# Final Project: House Price Prediction
## Corpus Christi Team
### Step 2 (Merge the Data)

#### Import requested libraries

In [2]:
import pandas as pd
import warnings
import glob
import os
import time
from time import sleep
from tqdm import tqdm

warnings.filterwarnings('ignore')
pd.set_option('display.max_columns', None)

#### Input Data

In [3]:
data_path = "../01_Get_Data_w_Property_Details/data/*.csv"
listing = glob.glob(data_path)

#### Define Search Criteria Variables

In [4]:
# Variables
city = "Houston"
state = "TX"
location = city + ", " + state
homeType = "Houses"

#### Output Data

In [5]:
# Create output directory if it does not exist
os.makedirs('./data/', exist_ok=True)

# Output file name
year, month, day, hour, min = map(int, time.strftime("%Y %m %d %H %M").split())
time_stamp = f'{year}_{month}_{day}_{hour}_{min}'
out_name = f"data_{city}_{state}_{homeType}_merged_{time_stamp}.csv"

> Record extracts
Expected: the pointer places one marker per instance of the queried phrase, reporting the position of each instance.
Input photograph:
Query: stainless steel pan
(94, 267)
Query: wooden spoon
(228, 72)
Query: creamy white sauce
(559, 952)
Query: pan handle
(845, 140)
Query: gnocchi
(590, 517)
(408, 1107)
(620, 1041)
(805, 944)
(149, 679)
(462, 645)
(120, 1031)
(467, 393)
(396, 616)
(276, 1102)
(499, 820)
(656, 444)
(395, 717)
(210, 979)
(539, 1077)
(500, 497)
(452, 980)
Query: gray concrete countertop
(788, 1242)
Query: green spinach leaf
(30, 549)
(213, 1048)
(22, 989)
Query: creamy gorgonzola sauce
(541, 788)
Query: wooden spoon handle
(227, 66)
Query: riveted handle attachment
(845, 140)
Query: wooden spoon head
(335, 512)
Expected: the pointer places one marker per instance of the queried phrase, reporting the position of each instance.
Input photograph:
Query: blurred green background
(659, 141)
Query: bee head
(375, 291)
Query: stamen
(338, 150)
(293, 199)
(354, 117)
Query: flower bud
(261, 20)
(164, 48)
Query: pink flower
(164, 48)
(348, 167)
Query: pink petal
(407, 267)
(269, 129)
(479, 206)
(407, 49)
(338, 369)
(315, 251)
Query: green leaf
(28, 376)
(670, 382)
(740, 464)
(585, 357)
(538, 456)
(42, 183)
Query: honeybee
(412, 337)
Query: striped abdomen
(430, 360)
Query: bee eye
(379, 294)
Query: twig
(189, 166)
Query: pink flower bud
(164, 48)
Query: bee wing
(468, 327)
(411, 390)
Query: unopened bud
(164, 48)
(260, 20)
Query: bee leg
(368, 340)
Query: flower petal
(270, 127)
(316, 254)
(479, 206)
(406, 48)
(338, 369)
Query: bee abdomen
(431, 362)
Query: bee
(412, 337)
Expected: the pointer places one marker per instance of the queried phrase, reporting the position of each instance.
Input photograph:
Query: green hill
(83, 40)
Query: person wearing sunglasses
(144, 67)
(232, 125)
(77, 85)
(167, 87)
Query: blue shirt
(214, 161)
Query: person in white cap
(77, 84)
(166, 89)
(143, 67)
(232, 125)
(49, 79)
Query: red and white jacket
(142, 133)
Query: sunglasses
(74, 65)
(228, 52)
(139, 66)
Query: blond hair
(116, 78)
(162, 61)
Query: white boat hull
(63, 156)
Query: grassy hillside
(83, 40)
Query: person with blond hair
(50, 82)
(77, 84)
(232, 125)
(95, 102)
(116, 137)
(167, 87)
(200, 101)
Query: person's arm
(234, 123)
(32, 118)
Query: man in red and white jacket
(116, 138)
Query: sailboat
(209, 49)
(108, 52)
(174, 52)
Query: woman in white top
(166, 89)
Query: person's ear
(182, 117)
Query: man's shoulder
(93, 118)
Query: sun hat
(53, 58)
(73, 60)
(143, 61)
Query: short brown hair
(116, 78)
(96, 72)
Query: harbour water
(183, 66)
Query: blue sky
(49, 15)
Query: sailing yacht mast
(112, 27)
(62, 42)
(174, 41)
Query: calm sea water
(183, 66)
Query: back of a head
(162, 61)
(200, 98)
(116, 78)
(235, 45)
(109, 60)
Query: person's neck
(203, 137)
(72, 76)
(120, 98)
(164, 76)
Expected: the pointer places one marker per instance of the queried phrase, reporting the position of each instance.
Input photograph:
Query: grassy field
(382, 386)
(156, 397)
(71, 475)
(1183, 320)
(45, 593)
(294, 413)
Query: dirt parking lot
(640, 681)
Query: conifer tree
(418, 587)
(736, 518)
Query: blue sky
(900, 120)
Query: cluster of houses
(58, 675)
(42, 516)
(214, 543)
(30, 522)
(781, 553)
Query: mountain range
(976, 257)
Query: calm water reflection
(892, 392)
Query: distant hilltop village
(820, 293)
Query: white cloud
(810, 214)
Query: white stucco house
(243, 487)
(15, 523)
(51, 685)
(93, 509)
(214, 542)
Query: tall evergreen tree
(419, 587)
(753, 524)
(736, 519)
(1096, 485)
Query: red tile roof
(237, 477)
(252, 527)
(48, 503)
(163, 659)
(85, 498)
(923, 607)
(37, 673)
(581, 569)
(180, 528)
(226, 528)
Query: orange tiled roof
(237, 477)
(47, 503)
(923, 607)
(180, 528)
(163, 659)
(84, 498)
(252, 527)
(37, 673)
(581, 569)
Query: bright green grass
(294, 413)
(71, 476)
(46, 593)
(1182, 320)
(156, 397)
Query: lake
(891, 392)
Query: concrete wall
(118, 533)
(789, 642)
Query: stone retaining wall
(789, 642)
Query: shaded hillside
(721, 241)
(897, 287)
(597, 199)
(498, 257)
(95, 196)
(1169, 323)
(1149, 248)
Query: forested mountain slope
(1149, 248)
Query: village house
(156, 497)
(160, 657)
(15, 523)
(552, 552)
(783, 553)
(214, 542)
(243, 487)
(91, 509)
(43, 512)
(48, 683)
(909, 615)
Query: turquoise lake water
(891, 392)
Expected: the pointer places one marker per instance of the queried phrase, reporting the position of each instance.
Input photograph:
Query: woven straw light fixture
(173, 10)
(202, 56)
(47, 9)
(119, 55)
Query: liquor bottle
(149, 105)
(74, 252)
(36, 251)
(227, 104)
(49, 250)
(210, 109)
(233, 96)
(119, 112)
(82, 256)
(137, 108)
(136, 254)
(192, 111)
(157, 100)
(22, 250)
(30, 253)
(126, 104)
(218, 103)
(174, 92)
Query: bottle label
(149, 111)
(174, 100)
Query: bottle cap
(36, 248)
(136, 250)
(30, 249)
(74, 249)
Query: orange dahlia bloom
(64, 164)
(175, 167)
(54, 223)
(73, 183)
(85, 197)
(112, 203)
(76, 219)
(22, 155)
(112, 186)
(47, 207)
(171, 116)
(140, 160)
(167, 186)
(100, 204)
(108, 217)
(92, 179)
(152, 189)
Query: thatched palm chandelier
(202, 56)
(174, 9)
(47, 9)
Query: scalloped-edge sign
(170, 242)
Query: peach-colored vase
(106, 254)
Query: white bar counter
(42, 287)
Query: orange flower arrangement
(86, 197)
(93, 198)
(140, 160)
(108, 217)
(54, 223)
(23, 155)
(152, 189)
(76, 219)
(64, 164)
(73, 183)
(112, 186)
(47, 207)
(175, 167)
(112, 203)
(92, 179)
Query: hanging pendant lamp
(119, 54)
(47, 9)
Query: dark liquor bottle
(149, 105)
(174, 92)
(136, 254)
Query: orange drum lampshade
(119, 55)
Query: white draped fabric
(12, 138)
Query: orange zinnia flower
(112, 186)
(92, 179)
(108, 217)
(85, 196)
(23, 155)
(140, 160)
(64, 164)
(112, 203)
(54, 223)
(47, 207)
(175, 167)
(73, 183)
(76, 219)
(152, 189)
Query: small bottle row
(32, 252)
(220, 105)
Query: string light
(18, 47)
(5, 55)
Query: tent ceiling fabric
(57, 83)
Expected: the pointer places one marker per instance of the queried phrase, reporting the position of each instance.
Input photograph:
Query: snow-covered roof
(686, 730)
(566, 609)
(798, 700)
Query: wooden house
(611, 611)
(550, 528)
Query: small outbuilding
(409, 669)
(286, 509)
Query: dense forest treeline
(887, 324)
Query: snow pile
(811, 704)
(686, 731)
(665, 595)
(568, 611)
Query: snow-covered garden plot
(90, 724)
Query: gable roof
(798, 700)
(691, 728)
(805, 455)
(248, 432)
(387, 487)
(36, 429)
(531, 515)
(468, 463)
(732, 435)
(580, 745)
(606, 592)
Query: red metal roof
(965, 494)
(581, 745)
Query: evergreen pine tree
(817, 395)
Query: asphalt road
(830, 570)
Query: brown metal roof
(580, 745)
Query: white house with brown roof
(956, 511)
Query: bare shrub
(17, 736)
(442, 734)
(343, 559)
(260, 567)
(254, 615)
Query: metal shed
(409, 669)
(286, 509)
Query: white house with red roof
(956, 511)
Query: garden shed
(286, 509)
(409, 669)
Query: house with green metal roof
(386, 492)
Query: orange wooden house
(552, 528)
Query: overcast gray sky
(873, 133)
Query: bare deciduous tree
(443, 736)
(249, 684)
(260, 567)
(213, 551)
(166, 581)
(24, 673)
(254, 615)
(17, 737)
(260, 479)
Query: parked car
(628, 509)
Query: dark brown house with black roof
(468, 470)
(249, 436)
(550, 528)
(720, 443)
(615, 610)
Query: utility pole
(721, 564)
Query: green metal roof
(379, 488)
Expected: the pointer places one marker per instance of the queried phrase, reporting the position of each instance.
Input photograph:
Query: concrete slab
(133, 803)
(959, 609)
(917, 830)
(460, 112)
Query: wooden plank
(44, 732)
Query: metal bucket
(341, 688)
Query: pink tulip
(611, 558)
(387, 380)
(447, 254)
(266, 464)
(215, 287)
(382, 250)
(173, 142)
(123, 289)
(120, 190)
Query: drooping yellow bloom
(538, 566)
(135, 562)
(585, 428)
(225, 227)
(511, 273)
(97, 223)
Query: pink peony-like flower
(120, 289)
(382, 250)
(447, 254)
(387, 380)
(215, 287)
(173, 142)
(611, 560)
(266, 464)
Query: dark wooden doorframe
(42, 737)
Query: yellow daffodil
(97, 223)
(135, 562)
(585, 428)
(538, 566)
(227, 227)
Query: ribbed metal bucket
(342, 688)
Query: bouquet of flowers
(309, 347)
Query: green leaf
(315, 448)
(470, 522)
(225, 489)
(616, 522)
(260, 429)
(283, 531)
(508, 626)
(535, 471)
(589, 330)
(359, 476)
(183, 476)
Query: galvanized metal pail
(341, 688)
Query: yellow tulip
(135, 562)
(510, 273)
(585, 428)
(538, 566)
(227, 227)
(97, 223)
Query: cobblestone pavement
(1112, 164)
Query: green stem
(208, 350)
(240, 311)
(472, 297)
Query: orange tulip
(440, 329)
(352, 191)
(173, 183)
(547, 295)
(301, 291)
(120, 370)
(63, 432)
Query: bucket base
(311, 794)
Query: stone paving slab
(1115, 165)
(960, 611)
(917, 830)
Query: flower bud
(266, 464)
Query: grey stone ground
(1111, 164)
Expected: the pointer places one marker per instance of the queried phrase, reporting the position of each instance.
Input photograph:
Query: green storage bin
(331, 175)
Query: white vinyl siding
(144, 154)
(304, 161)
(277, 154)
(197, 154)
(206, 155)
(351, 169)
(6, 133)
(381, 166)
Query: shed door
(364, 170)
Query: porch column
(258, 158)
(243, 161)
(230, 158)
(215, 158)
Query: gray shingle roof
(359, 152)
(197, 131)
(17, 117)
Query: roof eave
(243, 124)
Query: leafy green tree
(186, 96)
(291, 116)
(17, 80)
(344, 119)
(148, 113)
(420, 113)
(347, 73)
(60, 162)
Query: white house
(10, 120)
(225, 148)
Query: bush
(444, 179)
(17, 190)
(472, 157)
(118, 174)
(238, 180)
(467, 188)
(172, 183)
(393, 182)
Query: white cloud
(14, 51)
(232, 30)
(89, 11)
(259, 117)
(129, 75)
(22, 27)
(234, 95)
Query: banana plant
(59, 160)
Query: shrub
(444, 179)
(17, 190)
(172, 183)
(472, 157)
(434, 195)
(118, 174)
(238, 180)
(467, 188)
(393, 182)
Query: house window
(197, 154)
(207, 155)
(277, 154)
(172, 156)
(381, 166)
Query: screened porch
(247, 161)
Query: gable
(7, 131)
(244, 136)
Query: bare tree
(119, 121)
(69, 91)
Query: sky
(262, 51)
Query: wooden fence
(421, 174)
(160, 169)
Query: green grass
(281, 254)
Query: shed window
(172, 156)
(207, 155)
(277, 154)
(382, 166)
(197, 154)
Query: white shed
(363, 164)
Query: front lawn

> Directive
Reproduce the house price notebook from "pd.set_option('display.max_columns', None)" up to and including "listing = glob.glob(data_path)", character for character. Work only from the house price notebook, not the entries.

> Expected answer
pd.set_option('display.max_columns', None)

#### Input Data

In [3]:
data_path = "../01_Get_Data_w_Property_Details/data/*.csv"
listing = glob.glob(data_path)